The dataset for testing and validating the whole procedure consists of RGB (Red, Green, and Blue bands) images downloaded from Google Earth in 14,148 cells of 71 × 71 m distributed worldwide. For ships, we selected 400 images from 100 seaports around the world (Data S2). For “water + submerged rocks” class, we selected 400 coastal images randomly around the world (Data S3). Finally, for whales (Table 1), we downloaded 13,348 cells (Data S4) of 71 m × 71 m from 10 areas that had very high-resolution images at zoom 18 (eye altitude of ~254 m) and that are known for marine mammal diversity or whale watching. These areas have been highlighted either as global marine biodiversity hotspots86, marine mammal hotspots72, irreplaceable or priority conservation sites (threshold >=0.3)11, and are included within or next to a marine protected area87 (Table 1). Two authors visually inspected all the images to annotate each cell with the name of the corresponding class and with the number of whales. From the 13,348 cells in the 10 hotspots for whale watching, the authors’ visual photo-interpretation revealed whales only in 68 cells.

• Required work:
Answer these from the dataset description above, one line per letter.
(a) From how many seaports were the ship images selected?
(b) At what zoom level were the high-resolution images in the 10 whale areas?
(c) In how many cells did the visual photo-interpretation reveal whales?

• Data extract:
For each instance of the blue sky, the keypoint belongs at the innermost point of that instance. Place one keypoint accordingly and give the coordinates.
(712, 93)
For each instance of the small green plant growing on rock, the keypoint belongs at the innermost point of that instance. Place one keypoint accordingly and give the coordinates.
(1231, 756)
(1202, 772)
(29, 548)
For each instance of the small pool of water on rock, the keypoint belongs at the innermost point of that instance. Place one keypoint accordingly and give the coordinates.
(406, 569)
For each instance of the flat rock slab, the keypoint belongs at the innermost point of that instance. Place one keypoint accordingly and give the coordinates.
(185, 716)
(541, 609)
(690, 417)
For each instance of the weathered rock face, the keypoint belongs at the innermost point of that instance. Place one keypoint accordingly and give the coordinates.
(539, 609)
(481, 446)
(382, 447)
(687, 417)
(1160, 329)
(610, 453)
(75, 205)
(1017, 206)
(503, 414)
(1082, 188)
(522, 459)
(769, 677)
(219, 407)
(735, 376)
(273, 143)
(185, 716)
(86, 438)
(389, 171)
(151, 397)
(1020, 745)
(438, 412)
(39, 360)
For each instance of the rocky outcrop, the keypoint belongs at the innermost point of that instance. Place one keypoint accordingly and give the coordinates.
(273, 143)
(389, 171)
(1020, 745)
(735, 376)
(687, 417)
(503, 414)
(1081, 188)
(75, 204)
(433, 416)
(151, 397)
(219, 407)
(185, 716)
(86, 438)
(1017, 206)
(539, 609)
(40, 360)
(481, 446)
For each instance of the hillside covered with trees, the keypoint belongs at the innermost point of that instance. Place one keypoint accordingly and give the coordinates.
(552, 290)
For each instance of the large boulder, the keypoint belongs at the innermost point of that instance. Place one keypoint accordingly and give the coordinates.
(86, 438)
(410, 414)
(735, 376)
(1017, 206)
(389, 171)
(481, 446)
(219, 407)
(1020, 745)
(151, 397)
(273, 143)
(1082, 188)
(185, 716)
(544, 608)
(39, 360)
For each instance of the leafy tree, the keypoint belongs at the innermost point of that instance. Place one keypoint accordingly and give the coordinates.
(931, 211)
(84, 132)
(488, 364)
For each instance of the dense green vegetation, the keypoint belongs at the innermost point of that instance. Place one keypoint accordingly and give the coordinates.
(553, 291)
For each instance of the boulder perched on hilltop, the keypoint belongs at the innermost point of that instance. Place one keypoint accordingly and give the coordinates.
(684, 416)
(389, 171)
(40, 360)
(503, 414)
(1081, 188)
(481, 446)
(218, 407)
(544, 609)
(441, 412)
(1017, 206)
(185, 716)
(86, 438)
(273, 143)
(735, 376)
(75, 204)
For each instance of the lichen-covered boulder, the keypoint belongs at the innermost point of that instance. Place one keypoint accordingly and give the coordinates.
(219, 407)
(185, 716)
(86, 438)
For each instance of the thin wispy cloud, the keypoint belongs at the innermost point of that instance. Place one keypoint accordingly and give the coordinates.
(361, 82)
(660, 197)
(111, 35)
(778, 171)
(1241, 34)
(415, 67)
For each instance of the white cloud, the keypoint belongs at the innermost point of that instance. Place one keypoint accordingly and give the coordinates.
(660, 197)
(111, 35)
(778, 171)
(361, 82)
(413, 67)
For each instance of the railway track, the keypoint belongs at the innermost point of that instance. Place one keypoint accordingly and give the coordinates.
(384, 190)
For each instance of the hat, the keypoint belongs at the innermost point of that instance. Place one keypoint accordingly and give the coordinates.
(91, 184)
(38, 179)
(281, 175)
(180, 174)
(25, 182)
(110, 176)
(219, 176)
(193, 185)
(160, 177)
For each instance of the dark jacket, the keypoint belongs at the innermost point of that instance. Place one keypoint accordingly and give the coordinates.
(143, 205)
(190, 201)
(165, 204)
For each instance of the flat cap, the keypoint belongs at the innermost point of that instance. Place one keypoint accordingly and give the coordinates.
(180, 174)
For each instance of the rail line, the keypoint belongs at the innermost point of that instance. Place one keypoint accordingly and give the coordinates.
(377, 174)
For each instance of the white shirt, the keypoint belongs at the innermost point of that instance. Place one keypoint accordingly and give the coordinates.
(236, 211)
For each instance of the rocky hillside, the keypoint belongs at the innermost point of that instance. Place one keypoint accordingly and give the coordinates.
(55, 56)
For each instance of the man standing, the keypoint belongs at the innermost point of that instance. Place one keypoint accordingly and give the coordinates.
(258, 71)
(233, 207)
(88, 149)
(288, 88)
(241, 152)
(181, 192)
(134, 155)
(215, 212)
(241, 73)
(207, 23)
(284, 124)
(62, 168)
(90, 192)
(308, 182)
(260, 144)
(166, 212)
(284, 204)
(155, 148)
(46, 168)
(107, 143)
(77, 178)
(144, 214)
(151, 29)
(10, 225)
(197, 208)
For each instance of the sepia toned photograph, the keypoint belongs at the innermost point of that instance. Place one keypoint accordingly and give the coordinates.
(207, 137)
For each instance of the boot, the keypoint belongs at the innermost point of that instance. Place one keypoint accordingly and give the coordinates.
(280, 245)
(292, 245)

• Written answer:
(a) 100 seaports
(b) Zoom 18 (eye altitude of about 254 m)
(c) 68 cells